• _Task to complete_: Output an exact reproduction of the data.

• _Excerpted records_:
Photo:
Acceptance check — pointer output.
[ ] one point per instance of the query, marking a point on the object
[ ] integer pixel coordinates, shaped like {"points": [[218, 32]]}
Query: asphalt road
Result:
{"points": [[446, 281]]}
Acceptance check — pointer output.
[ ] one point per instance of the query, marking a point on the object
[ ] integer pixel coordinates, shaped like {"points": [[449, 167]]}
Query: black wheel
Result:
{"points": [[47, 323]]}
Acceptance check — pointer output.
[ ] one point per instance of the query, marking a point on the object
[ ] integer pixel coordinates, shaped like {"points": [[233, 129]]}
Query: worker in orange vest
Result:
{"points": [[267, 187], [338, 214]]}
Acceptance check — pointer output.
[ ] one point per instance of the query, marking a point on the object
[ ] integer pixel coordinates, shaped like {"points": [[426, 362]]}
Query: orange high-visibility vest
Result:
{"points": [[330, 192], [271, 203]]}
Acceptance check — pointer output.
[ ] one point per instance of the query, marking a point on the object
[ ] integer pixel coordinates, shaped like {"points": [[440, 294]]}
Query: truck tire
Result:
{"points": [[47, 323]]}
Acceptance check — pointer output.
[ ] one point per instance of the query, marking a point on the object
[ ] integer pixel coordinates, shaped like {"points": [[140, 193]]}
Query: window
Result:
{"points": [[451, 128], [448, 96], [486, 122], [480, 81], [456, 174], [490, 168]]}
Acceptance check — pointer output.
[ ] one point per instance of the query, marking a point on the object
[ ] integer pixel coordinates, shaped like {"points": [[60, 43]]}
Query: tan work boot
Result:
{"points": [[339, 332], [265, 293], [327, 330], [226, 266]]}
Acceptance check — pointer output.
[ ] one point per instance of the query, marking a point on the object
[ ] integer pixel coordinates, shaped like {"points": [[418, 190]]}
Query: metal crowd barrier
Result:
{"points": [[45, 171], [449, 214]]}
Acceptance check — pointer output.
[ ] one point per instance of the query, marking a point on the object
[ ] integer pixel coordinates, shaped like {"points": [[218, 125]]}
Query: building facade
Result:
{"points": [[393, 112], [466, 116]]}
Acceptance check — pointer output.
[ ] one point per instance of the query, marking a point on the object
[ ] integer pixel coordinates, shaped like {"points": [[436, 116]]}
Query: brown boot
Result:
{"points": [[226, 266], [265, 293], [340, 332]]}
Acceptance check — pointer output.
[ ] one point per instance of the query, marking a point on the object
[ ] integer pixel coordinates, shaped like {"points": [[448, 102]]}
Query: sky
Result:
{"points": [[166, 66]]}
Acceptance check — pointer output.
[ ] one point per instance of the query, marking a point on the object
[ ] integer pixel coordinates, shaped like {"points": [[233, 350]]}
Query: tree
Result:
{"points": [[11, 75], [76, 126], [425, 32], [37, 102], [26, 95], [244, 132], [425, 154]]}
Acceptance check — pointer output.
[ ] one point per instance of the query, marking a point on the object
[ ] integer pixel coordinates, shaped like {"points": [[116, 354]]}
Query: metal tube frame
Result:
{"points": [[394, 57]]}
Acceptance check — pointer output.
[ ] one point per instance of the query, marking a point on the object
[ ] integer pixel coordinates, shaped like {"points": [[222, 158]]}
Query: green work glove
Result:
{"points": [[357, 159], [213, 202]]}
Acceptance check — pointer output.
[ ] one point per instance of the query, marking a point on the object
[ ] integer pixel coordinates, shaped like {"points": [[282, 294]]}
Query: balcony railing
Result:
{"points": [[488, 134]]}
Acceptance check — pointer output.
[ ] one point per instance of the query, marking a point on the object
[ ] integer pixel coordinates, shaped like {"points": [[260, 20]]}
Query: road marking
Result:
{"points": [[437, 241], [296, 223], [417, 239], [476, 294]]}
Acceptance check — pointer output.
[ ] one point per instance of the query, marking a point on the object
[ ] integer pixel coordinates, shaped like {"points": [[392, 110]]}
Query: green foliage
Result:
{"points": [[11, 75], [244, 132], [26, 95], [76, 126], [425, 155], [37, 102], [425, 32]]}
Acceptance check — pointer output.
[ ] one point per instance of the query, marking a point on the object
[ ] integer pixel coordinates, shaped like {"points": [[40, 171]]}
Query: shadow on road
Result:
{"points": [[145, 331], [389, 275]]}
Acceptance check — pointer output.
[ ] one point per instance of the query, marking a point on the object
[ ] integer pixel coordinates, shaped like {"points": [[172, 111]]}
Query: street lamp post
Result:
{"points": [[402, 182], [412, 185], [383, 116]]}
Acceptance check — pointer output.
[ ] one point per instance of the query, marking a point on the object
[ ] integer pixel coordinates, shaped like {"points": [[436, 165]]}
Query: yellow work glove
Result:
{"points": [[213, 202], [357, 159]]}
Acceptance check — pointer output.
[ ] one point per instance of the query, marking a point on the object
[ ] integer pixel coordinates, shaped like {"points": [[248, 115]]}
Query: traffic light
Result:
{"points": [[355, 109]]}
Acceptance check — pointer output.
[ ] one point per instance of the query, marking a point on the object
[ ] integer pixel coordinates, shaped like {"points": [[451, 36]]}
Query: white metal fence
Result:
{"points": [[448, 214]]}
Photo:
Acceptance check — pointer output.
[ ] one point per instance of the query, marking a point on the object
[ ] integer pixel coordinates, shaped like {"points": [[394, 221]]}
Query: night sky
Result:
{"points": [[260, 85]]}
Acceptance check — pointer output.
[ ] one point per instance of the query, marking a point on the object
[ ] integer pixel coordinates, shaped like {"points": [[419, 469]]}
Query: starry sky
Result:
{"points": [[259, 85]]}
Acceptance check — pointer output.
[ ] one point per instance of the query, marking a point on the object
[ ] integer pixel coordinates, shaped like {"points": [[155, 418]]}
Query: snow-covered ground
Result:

• _Written answer_:
Photo:
Acceptance check — pointer output.
[ ] one point per instance of the query, marking a point on the object
[ ] integer pixel coordinates, shaped like {"points": [[218, 32]]}
Query: asphalt road
Result:
{"points": [[446, 281]]}
Acceptance check — pointer output.
[ ] one point per instance of the query, marking a point on the object
[ ] integer pixel coordinates, shaped like {"points": [[449, 167]]}
Query: black wheel
Result:
{"points": [[47, 323]]}
Acceptance check — pointer output.
[ ] one point per instance of the query, marking a point on the object
[ ] integer pixel coordinates, shaped like {"points": [[233, 129]]}
Query: worker in orange vest
Result:
{"points": [[267, 187], [338, 214]]}
Acceptance check — pointer output.
[ ] one point per instance of the query, marking a point on the object
[ ] integer pixel coordinates, shaped like {"points": [[426, 362]]}
Query: orange high-visibility vest
Result:
{"points": [[330, 192], [271, 203]]}
Acceptance check — pointer output.
[ ] one point per instance of the query, marking a point on the object
[ ] integer pixel coordinates, shaped like {"points": [[440, 294]]}
Query: truck tire
Result:
{"points": [[47, 323]]}
Acceptance check — pointer output.
[ ] one point per instance of the query, marking a point on the object
[ ] integer pixel coordinates, shaped like {"points": [[140, 193]]}
Query: window
Result:
{"points": [[451, 128], [448, 96], [486, 122], [480, 81], [456, 174], [490, 168]]}
Acceptance check — pointer output.
[ ] one point per instance of the query, marking a point on the object
[ ] integer pixel coordinates, shaped like {"points": [[60, 43]]}
Query: tan work boot
Result:
{"points": [[339, 332], [265, 293], [327, 330], [226, 266]]}
Acceptance check — pointer output.
[ ] one point per instance of the query, marking a point on the object
[ ] integer pixel coordinates, shaped like {"points": [[418, 190]]}
Query: metal crowd barrier
Result:
{"points": [[45, 171], [449, 214]]}
Acceptance check — pointer output.
[ ] one point per instance of the query, marking a point on the object
[ ] integer pixel coordinates, shaped like {"points": [[218, 125]]}
Query: building facade
Result:
{"points": [[393, 112], [466, 116]]}
Acceptance check — pointer output.
[ ] one point per instance of the query, marking a point on the object
[ ] integer pixel coordinates, shaped like {"points": [[436, 116]]}
Query: brown boot
Result:
{"points": [[226, 266], [265, 293], [340, 332]]}
Acceptance check — pointer output.
[ ] one point per instance of the query, marking a point on the object
[ ] integer pixel coordinates, shaped like {"points": [[448, 102]]}
Query: sky
Result:
{"points": [[166, 66]]}
Acceptance check — pointer output.
[ ] one point per instance of the query, marking a point on the object
[ ] integer pixel coordinates, shaped like {"points": [[233, 350]]}
Query: tree
Result:
{"points": [[11, 75], [76, 126], [425, 32], [37, 102], [26, 95], [244, 132], [425, 154]]}
Acceptance check — pointer output.
[ ] one point per instance of the query, marking a point on the object
[ ] integer pixel coordinates, shaped like {"points": [[116, 354]]}
Query: metal tube frame
Result:
{"points": [[394, 57]]}
Acceptance check — pointer output.
[ ] one point per instance of the query, marking a point on the object
[ ] integer pixel coordinates, shaped like {"points": [[222, 158]]}
Query: green work glove
Result:
{"points": [[357, 159], [213, 202]]}
Acceptance check — pointer output.
[ ] one point per instance of the query, marking a point on the object
[ ] integer pixel coordinates, shaped like {"points": [[282, 294]]}
Query: balcony railing
Result:
{"points": [[488, 134]]}
Acceptance check — pointer output.
[ ] one point per instance of the query, marking a point on the object
[ ] integer pixel coordinates, shaped like {"points": [[260, 20]]}
Query: road marking
Result:
{"points": [[437, 241], [296, 223], [417, 239], [476, 294]]}
Acceptance check — pointer output.
[ ] one point per instance of the query, marking a point on the object
[ ] integer pixel coordinates, shaped like {"points": [[392, 110]]}
Query: green foliage
Result:
{"points": [[11, 75], [244, 132], [26, 95], [76, 126], [425, 155], [37, 102], [425, 32]]}
Acceptance check — pointer output.
[ ] one point per instance of the query, marking a point on the object
[ ] integer pixel coordinates, shaped like {"points": [[40, 171]]}
Query: shadow on road
Result:
{"points": [[145, 331], [389, 275]]}
Acceptance check — pointer output.
[ ] one point per instance of the query, marking a point on the object
[ ] integer pixel coordinates, shaped like {"points": [[172, 111]]}
Query: street lamp post
Result:
{"points": [[402, 182], [412, 185], [383, 116]]}
Acceptance check — pointer output.
[ ] one point per instance of the query, marking a point on the object
[ ] integer pixel coordinates, shaped like {"points": [[436, 165]]}
Query: yellow work glove
Result:
{"points": [[213, 202], [357, 159]]}
Acceptance check — pointer output.
[ ] one point per instance of the query, marking a point on the object
[ ] integer pixel coordinates, shaped like {"points": [[248, 115]]}
Query: traffic light
Result:
{"points": [[355, 109]]}
Acceptance check — pointer output.
[ ] one point per instance of the query, marking a point on the object
[ ] integer pixel coordinates, shaped like {"points": [[451, 36]]}
Query: white metal fence
Result:
{"points": [[448, 214]]}
Photo:
Acceptance check — pointer output.
[ ] one point per instance of the query, marking a point on the object
[ ] integer pixel coordinates, shaped like {"points": [[394, 221]]}
Query: night sky
Result:
{"points": [[260, 85]]}
Acceptance check — pointer output.
[ ] one point per instance of the query, marking a point on the object
[ ] integer pixel coordinates, shaped like {"points": [[419, 469]]}
Query: starry sky
Result:
{"points": [[259, 85]]}
Acceptance check — pointer output.
[ ] one point per instance of the query, marking a point on the object
[ ] integer pixel coordinates, shaped like {"points": [[155, 418]]}
Query: snow-covered ground
Result:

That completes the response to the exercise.